::: Texto extraído

Es, por ende, comprensible que Jorge Oteiza mencione a Maiakovski, Huidobro y Vallejo. Al margen de contagios literarios (siempre benéficos cuando se asimilan y reconocen), existió la amistad entre los tres poetas, cuya vida transcurre paralela a la de Jorge y cimienta una fraternidad que trasciende la lejanía, la ausencia o la muerte. Pensemos en Vallejo y en España, aparta de mí este cáliz, ya que el “gran cholo” fue, de los tres antes mencionados, quien tuvo mayor afinidad de espíritu –y quizás de técnica- con nuestro hombre de Orio. De cualquier manera, juzgo que tanto Huidobro como Vallejo aprobarían las palabras de Jorge, tan iluminadoras éstas, que no me atrevo a comentarlas: “Intentemos escribir, comprender, nombrar, alcanzar con la punta de los dedos lo que sospechamos que nos falta.

::::::

**Qué se pide**
**a.** Reproduce sin cambios el fragmento del texto extraído que va desde "Es, por ende, comprensible" hasta "que nos falta.", ambos incluidos.
**b.** Responde estas preguntas según el texto extraído:
(i) ¿Qué tres poetas menciona Jorge Oteiza?
(ii) ¿Qué obra de Vallejo se nombra?
(iii) ¿De dónde es "nuestro hombre"?

::: Registros dados

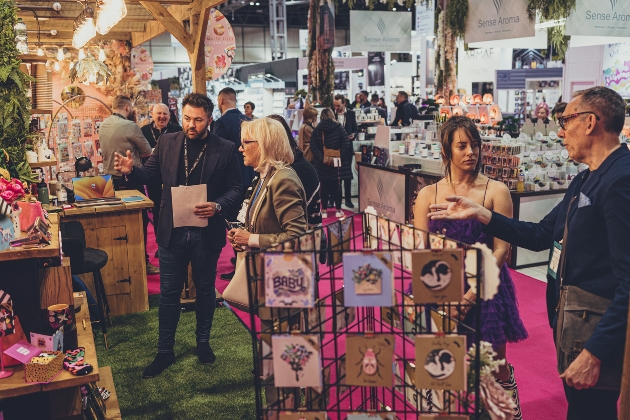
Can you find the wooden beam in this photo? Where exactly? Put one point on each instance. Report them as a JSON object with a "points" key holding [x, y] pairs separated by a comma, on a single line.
{"points": [[174, 27]]}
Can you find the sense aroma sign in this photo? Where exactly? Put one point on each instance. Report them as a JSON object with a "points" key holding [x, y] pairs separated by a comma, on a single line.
{"points": [[491, 20]]}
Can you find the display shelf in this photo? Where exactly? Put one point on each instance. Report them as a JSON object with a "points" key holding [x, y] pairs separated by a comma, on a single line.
{"points": [[44, 164]]}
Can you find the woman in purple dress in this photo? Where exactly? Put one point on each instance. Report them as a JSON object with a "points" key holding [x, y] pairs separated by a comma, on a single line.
{"points": [[461, 156]]}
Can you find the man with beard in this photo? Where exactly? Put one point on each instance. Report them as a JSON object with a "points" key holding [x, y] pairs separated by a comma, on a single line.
{"points": [[192, 157], [160, 114]]}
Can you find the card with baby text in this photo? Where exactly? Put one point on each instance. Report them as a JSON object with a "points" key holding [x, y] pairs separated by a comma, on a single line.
{"points": [[441, 362], [368, 279], [437, 276], [296, 361], [289, 280]]}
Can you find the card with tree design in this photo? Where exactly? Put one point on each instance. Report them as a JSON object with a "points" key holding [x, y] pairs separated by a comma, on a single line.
{"points": [[296, 361]]}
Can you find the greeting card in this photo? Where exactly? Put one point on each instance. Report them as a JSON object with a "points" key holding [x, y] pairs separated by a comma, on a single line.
{"points": [[296, 361], [372, 416], [370, 360], [303, 415], [344, 316], [368, 279], [441, 362], [438, 276], [289, 280]]}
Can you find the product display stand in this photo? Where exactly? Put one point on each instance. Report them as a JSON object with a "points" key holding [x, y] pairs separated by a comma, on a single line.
{"points": [[332, 359]]}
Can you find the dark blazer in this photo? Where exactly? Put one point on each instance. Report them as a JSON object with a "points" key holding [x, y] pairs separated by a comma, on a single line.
{"points": [[219, 171], [597, 248], [229, 127], [335, 138], [350, 124], [405, 111]]}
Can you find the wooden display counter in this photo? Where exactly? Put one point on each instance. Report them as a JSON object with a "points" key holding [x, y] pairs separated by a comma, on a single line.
{"points": [[117, 230]]}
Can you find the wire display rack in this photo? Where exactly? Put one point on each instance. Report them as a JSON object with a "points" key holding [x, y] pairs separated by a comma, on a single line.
{"points": [[330, 324]]}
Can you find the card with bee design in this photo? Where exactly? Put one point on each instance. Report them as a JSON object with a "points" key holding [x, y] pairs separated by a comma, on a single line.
{"points": [[441, 362], [437, 276]]}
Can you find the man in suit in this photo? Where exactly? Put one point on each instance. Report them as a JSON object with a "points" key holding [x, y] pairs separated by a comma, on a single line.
{"points": [[161, 124], [405, 110], [229, 127], [192, 157], [595, 255], [348, 121]]}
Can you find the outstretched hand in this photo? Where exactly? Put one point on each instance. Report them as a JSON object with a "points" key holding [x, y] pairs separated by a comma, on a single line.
{"points": [[122, 163], [459, 208]]}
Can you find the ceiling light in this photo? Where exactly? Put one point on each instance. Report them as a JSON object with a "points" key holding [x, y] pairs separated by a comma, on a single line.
{"points": [[110, 12]]}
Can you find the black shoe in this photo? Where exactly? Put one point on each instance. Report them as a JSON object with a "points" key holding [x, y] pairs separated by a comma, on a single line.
{"points": [[161, 362], [205, 354], [227, 276]]}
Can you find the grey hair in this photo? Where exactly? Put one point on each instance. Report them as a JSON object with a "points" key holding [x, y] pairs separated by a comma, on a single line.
{"points": [[606, 103]]}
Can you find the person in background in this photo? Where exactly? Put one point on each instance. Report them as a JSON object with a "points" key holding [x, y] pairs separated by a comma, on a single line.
{"points": [[160, 114], [229, 127], [307, 174], [405, 111], [348, 121], [249, 108], [331, 134], [541, 113], [591, 225], [461, 158], [356, 103], [374, 101], [304, 136], [118, 134], [194, 157], [558, 110]]}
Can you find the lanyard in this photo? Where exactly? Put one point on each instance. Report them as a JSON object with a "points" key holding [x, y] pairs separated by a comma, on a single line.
{"points": [[186, 159]]}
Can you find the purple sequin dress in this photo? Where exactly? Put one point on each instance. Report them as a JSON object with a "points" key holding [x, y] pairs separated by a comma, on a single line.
{"points": [[500, 319]]}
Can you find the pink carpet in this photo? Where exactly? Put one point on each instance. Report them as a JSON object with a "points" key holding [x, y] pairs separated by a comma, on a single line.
{"points": [[540, 389]]}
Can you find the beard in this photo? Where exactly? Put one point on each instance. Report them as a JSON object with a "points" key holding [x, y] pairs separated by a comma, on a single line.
{"points": [[193, 134]]}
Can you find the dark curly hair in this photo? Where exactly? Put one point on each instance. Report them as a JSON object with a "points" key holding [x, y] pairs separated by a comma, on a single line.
{"points": [[197, 100]]}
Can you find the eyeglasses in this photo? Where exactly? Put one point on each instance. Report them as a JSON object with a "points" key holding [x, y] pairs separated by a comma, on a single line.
{"points": [[562, 121], [244, 143]]}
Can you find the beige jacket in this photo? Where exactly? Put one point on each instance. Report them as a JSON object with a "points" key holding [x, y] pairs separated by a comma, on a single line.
{"points": [[279, 211]]}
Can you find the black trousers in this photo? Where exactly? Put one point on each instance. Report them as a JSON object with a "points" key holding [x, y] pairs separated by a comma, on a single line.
{"points": [[332, 189], [589, 404]]}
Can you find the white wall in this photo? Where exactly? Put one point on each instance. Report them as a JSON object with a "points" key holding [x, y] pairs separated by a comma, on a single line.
{"points": [[582, 69], [480, 65]]}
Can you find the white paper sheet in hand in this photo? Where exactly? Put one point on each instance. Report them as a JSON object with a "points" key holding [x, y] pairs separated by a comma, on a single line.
{"points": [[185, 198]]}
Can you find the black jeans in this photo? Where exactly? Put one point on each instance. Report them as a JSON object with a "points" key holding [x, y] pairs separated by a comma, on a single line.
{"points": [[589, 404], [185, 247], [331, 188]]}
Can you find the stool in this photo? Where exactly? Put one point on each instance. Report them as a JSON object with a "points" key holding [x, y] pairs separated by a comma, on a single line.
{"points": [[85, 260]]}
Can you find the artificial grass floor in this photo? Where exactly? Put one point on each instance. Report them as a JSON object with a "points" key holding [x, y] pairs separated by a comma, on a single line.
{"points": [[187, 389]]}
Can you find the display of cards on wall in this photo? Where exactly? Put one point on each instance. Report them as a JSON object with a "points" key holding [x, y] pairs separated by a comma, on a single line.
{"points": [[368, 279], [372, 416], [441, 362], [303, 415], [289, 281], [370, 360], [438, 276], [296, 361]]}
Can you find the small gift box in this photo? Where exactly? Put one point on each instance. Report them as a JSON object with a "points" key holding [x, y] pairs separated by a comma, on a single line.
{"points": [[44, 367]]}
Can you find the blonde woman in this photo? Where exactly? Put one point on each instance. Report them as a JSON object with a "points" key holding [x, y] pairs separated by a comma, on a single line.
{"points": [[277, 208]]}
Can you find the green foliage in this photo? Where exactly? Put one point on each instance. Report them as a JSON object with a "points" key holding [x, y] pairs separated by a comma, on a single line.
{"points": [[456, 15], [15, 114]]}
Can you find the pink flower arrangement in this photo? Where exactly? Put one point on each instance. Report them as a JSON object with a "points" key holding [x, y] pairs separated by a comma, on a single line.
{"points": [[11, 191]]}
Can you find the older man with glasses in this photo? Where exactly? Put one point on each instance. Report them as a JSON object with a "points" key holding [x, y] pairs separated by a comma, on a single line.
{"points": [[589, 231]]}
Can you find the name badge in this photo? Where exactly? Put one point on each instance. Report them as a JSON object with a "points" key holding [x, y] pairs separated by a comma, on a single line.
{"points": [[554, 259]]}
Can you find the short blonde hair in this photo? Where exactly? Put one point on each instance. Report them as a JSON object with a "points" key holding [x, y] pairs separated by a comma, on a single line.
{"points": [[309, 113], [272, 140]]}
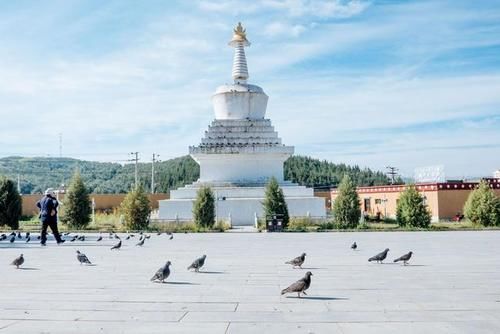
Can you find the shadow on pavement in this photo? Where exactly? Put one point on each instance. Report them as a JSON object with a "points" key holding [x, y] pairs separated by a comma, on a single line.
{"points": [[317, 298]]}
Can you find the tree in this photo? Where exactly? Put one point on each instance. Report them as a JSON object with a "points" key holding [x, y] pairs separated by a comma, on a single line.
{"points": [[274, 202], [411, 209], [77, 206], [136, 209], [346, 210], [10, 204], [204, 207], [483, 206]]}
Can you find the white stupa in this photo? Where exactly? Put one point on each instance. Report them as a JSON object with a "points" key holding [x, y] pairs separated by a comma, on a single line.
{"points": [[239, 154]]}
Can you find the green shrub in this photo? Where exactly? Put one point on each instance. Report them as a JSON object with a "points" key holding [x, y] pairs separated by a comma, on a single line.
{"points": [[10, 204], [483, 206], [136, 209], [302, 224]]}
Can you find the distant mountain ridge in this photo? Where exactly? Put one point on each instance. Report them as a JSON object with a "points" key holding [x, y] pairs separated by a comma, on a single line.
{"points": [[38, 173]]}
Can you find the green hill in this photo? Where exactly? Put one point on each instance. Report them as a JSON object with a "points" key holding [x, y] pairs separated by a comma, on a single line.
{"points": [[37, 174]]}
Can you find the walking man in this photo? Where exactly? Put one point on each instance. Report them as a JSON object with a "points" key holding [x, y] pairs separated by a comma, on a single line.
{"points": [[48, 215]]}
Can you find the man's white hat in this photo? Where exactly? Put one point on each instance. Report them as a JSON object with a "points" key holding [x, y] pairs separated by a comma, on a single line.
{"points": [[50, 191]]}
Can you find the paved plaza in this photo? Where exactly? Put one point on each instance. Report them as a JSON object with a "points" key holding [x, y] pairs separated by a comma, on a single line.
{"points": [[451, 286]]}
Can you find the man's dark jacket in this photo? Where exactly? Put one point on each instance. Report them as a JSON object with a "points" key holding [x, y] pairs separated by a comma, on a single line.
{"points": [[48, 209]]}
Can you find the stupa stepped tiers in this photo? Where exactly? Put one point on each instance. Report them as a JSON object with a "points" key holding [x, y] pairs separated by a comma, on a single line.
{"points": [[239, 153]]}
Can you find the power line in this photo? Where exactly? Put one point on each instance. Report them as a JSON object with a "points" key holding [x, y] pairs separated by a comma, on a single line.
{"points": [[153, 172], [136, 159]]}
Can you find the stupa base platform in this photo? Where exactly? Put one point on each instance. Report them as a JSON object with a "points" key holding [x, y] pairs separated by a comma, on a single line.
{"points": [[241, 205]]}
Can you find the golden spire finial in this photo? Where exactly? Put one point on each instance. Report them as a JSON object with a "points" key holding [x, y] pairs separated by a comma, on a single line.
{"points": [[239, 36], [240, 31]]}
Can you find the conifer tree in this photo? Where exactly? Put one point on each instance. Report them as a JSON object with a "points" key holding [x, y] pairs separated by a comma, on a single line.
{"points": [[204, 208], [76, 205], [346, 209], [136, 209], [411, 209], [275, 203], [10, 204]]}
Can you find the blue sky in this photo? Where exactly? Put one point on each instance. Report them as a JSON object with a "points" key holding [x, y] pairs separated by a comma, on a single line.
{"points": [[373, 83]]}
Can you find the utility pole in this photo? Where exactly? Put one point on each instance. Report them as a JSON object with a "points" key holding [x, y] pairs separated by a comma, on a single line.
{"points": [[136, 159], [60, 144], [153, 172], [393, 171]]}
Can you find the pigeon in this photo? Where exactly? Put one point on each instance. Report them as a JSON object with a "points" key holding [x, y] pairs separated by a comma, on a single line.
{"points": [[298, 261], [198, 263], [117, 246], [379, 257], [18, 261], [82, 258], [300, 286], [405, 258], [162, 273]]}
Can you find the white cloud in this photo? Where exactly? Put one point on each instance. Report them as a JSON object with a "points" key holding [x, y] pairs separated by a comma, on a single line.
{"points": [[279, 29]]}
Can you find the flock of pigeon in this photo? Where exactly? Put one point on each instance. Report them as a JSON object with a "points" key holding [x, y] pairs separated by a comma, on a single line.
{"points": [[162, 274]]}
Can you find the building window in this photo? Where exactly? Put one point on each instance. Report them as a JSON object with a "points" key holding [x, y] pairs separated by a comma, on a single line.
{"points": [[367, 205]]}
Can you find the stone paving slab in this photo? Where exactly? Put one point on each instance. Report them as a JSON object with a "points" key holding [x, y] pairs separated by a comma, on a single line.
{"points": [[451, 286]]}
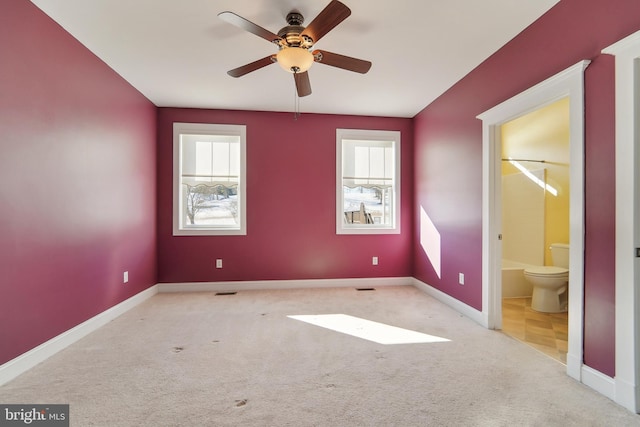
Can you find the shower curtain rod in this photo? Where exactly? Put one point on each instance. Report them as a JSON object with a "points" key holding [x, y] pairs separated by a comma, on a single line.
{"points": [[523, 160]]}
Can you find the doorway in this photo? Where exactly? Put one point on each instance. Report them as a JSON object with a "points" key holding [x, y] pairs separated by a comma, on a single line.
{"points": [[535, 224], [566, 84]]}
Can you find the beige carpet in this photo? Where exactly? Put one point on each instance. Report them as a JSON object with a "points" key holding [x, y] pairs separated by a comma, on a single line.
{"points": [[204, 360]]}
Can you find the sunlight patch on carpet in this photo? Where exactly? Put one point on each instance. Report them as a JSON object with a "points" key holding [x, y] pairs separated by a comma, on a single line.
{"points": [[367, 329]]}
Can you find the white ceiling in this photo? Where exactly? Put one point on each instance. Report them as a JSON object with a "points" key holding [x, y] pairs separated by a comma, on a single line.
{"points": [[177, 53]]}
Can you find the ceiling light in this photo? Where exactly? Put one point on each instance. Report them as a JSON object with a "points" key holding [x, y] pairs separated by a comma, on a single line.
{"points": [[295, 59]]}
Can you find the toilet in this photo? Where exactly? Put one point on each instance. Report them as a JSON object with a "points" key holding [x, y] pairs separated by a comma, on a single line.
{"points": [[550, 283]]}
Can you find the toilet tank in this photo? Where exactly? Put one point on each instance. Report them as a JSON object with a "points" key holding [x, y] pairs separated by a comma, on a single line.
{"points": [[560, 254]]}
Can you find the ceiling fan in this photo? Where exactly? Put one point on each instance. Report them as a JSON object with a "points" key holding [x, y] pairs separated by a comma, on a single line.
{"points": [[295, 42]]}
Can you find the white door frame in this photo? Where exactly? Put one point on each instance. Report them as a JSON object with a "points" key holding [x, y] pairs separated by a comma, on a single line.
{"points": [[568, 83], [627, 378]]}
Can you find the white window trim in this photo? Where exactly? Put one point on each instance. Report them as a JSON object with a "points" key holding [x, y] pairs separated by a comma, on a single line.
{"points": [[209, 129], [367, 135]]}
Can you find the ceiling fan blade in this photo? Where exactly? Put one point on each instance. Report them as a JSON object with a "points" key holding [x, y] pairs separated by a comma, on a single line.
{"points": [[249, 26], [332, 15], [303, 85], [345, 62], [255, 65]]}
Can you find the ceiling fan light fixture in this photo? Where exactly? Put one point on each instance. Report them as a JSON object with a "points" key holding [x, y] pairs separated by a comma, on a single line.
{"points": [[295, 59]]}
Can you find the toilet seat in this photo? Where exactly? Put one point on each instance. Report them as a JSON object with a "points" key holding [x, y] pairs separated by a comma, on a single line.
{"points": [[546, 271]]}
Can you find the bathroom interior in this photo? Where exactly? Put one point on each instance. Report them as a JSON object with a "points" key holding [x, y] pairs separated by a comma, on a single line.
{"points": [[535, 228]]}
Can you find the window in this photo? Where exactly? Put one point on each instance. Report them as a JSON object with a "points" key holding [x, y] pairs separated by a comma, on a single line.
{"points": [[209, 194], [367, 182]]}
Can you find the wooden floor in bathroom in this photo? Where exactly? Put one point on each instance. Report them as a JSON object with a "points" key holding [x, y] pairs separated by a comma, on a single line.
{"points": [[547, 332]]}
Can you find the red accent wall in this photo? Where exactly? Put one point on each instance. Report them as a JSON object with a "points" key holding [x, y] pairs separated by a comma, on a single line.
{"points": [[448, 150], [290, 204], [77, 182]]}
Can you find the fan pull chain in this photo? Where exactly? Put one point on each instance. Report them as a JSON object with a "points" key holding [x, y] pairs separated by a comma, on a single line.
{"points": [[296, 103]]}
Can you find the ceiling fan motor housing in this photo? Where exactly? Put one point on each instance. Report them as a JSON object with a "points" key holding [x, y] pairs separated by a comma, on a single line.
{"points": [[291, 34]]}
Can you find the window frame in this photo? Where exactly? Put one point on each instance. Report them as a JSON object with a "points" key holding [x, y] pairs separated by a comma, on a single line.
{"points": [[180, 129], [373, 136]]}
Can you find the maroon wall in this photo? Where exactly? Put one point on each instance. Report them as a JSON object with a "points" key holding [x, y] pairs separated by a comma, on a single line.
{"points": [[290, 205], [77, 182], [448, 144]]}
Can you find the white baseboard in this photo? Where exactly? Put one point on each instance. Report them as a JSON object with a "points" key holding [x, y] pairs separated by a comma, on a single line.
{"points": [[31, 358], [459, 306], [283, 284], [598, 381]]}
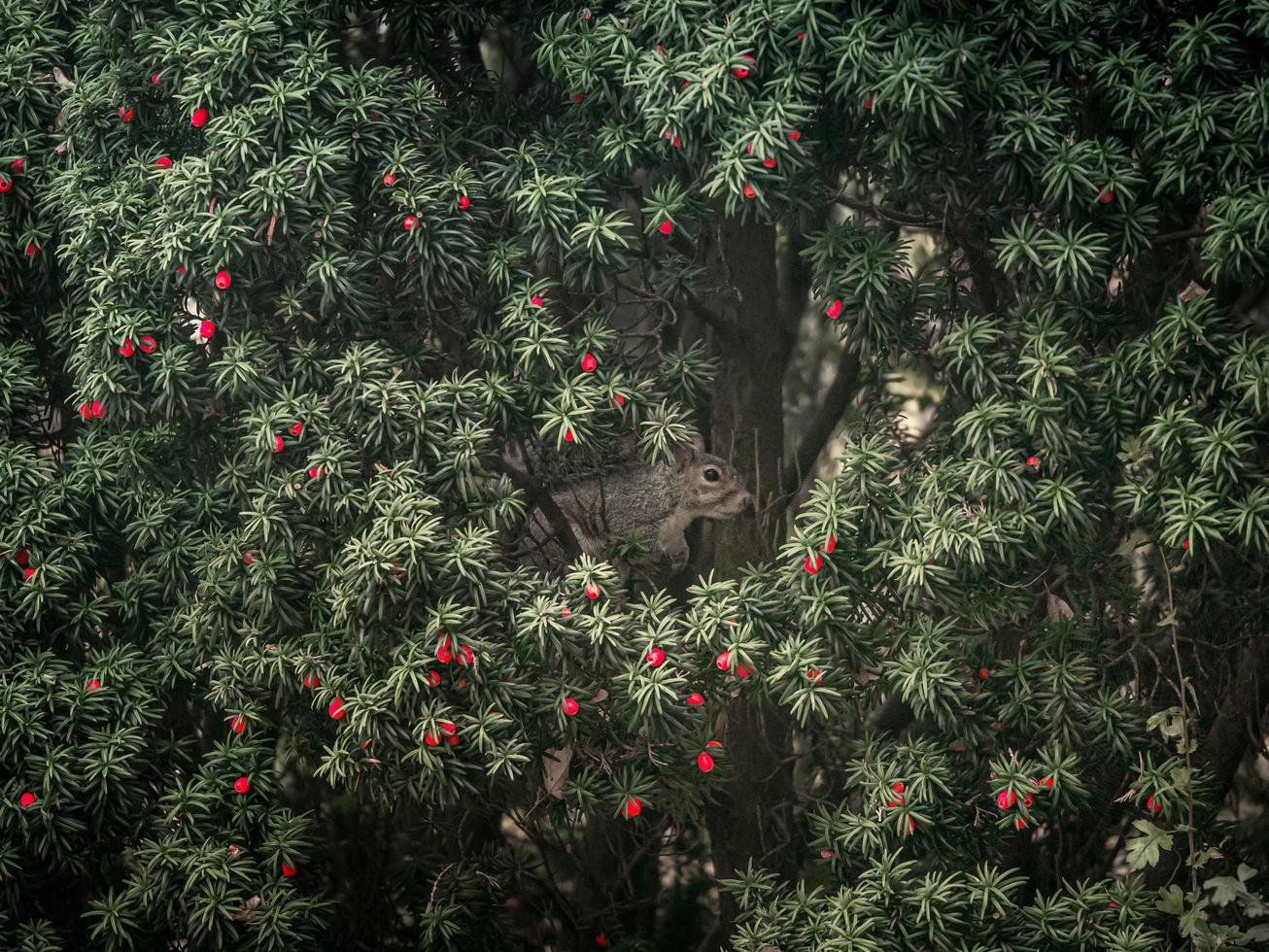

::::::

**Respuestas finales**
**a.**
Es, por ende, comprensible que Jorge Oteiza mencione a Maiakovski, Huidobro y Vallejo. Al margen de contagios literarios (siempre benéficos cuando se asimilan y reconocen), existió la amistad entre los tres poetas, cuya vida transcurre paralela a la de Jorge y cimienta una fraternidad que trasciende la lejanía, la ausencia o la muerte. Pensemos en Vallejo y en España, aparta de mí este cáliz, ya que el “gran cholo” fue, de los tres antes mencionados, quien tuvo mayor afinidad de espíritu –y quizás de técnica- con nuestro hombre de Orio. De cualquier manera, juzgo que tanto Huidobro como Vallejo aprobarían las palabras de Jorge, tan iluminadoras éstas, que no me atrevo a comentarlas: “Intentemos escribir, comprender, nombrar, alcanzar con la punta de los dedos lo que sospechamos que nos falta.

**b.**
(i) Maiakovski, Huidobro y Vallejo.
(ii) España, aparta de mí este cáliz.
(iii) De Orio.